To do » Output, with no changes, the span of lines that opens with the line containing "target: eyeglasses" and closes with the last line.

+===+

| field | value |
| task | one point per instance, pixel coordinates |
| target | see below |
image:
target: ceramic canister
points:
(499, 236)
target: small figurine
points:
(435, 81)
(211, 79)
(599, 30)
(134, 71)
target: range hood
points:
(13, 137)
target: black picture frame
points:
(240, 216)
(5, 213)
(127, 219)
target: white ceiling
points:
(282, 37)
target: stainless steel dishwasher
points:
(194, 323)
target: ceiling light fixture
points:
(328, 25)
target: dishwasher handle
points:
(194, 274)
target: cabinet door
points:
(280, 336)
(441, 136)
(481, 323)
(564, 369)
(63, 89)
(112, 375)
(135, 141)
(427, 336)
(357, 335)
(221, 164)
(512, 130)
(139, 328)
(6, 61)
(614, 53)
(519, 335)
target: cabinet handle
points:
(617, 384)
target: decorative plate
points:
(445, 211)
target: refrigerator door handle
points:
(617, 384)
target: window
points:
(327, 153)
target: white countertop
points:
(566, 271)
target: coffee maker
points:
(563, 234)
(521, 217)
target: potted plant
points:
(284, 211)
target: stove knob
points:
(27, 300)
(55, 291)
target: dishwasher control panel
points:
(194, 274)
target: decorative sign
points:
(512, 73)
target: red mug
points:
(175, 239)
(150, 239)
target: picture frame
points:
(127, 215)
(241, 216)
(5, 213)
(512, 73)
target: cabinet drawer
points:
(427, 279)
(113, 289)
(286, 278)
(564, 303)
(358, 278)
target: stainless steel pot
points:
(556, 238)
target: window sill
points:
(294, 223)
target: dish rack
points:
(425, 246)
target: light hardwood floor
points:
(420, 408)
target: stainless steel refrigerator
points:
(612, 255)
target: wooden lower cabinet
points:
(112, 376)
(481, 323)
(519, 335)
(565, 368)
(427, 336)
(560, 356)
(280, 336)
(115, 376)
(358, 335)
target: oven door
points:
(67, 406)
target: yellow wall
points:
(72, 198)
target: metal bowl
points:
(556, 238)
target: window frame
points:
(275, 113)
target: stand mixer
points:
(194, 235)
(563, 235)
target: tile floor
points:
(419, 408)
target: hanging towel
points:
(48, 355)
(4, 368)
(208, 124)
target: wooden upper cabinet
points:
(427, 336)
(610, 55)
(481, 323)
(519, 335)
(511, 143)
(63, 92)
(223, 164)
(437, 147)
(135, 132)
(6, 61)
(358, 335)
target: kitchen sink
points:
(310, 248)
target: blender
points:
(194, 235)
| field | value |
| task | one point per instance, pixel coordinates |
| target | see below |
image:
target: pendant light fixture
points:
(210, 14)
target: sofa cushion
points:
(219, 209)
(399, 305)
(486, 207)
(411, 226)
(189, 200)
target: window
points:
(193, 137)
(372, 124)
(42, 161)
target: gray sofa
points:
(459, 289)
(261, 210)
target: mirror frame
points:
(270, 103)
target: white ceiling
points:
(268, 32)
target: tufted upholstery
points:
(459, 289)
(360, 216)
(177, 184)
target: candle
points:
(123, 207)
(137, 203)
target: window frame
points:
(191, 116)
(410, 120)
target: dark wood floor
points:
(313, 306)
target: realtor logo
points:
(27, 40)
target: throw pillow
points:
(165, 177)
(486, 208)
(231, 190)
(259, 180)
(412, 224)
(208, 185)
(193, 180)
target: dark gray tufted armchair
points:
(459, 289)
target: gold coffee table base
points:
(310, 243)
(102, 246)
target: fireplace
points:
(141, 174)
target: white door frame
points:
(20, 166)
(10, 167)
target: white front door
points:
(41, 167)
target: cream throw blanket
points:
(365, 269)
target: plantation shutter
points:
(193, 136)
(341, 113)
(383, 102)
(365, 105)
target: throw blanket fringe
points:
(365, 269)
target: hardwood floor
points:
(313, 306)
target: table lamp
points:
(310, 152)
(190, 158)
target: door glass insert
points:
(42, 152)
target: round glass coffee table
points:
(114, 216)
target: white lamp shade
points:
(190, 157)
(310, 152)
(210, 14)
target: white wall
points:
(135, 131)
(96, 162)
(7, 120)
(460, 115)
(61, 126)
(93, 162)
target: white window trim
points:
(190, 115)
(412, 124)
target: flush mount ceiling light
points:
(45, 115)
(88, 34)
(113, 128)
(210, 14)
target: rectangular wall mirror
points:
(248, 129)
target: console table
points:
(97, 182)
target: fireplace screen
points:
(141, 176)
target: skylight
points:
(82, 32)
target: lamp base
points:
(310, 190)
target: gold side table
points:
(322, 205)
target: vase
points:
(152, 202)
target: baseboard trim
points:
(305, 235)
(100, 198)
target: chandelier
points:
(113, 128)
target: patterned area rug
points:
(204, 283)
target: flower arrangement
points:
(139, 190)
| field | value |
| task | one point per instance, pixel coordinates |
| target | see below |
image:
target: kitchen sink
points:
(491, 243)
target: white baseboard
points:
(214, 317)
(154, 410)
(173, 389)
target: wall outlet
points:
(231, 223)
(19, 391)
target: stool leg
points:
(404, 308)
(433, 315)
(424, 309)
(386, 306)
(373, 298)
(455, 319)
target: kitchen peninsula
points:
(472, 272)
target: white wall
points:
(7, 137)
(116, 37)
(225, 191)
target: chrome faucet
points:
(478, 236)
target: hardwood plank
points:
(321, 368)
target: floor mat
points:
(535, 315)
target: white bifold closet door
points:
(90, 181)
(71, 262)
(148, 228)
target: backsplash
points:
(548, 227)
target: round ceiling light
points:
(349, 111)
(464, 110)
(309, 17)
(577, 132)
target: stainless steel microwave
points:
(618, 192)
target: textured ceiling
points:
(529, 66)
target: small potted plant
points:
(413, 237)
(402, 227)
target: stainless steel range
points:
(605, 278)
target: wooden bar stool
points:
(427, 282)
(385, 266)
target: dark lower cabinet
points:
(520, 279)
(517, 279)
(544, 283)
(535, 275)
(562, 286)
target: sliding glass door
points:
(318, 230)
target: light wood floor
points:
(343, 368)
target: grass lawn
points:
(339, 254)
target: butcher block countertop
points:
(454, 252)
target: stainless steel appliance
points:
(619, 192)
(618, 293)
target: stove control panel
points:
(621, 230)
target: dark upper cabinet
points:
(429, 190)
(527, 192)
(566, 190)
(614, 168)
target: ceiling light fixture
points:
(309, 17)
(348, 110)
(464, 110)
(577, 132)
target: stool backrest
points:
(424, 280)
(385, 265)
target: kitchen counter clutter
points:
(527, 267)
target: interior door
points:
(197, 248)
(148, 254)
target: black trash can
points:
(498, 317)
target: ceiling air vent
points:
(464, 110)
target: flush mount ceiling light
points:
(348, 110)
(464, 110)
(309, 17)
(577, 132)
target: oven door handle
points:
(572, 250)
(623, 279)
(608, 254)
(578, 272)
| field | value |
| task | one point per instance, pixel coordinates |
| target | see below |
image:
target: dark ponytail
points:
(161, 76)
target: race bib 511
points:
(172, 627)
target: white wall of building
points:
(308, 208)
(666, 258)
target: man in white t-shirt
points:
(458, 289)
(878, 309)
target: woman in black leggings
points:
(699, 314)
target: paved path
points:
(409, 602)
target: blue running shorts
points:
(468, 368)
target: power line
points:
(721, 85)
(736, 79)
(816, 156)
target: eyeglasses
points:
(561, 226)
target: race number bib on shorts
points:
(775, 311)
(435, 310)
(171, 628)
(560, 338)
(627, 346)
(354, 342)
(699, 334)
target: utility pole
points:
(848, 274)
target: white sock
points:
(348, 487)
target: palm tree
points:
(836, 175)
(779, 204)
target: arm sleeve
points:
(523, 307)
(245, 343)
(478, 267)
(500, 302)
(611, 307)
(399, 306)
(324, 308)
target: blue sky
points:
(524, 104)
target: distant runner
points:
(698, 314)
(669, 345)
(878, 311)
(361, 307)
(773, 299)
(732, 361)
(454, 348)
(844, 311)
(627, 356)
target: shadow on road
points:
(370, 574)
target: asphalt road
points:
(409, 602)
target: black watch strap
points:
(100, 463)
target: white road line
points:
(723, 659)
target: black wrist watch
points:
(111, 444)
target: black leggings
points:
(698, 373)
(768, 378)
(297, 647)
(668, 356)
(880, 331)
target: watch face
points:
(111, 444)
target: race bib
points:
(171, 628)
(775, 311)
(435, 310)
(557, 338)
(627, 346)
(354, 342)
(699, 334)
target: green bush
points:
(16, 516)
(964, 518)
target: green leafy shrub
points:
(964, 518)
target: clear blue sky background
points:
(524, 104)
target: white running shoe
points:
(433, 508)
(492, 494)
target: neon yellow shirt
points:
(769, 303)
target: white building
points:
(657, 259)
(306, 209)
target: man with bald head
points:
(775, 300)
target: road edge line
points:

+===+

Exercise output »
target: eyeglasses
points:
(561, 226)
target: race number bib on shorts
points:
(775, 311)
(435, 310)
(171, 628)
(560, 338)
(627, 346)
(354, 342)
(699, 334)
target: utility pole
points:
(848, 274)
target: white sock
points:
(348, 487)
target: palm tree
points:
(836, 175)
(779, 204)
target: arm sleeve
points:
(523, 307)
(245, 343)
(478, 267)
(500, 302)
(611, 307)
(399, 306)
(324, 308)
target: blue sky
points:
(524, 104)
target: distant runner
points:
(698, 314)
(669, 345)
(878, 311)
(361, 307)
(773, 299)
(732, 361)
(454, 348)
(844, 311)
(627, 356)
target: shadow on road
points:
(370, 574)
target: asphalt road
points:
(409, 602)
target: black watch strap
points:
(100, 463)
target: white road line
points:
(723, 659)
target: black wrist watch
points:
(111, 444)
target: black leggings
points:
(698, 373)
(768, 378)
(297, 647)
(668, 356)
(880, 331)
target: watch face
points:
(111, 444)
target: race bib
points:
(171, 628)
(775, 311)
(435, 310)
(557, 338)
(627, 346)
(354, 342)
(699, 334)
target: green bush
points:
(16, 516)
(964, 518)
target: green leafy shrub
points:
(964, 518)
target: clear blue sky background
points:
(524, 104)
target: white running shoe
points:
(433, 508)
(492, 494)
target: neon yellow shirt
points:
(769, 303)
target: white building
points:
(657, 259)
(306, 209)
target: man with bald head
points:
(775, 300)
target: road edge line
points:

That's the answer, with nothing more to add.